* Exercise prompt *
Some lines below hold "lantern". Pick them out and copy them.

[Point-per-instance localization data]
____________
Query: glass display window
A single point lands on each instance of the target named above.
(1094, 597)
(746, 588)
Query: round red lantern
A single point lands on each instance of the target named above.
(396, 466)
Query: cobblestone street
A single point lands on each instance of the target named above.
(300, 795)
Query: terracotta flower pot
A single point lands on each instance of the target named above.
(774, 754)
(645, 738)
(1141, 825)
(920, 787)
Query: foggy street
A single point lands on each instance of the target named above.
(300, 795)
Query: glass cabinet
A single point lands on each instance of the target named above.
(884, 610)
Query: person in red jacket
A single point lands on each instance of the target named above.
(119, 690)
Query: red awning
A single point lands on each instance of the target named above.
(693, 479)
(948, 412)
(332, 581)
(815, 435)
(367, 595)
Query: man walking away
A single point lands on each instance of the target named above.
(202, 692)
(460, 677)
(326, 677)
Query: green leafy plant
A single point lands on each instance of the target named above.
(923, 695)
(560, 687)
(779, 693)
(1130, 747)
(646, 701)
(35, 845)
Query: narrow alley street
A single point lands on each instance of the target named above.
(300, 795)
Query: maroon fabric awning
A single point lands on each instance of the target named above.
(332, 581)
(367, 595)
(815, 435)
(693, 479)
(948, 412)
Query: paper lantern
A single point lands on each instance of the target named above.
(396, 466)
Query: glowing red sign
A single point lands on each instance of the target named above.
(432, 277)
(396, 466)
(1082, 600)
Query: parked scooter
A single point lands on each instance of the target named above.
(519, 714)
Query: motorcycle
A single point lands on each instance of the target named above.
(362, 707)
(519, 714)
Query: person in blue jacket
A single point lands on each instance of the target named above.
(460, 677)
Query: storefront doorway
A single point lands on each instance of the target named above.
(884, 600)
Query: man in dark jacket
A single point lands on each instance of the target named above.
____________
* Answer box *
Query: round red lantern
Query: paper lantern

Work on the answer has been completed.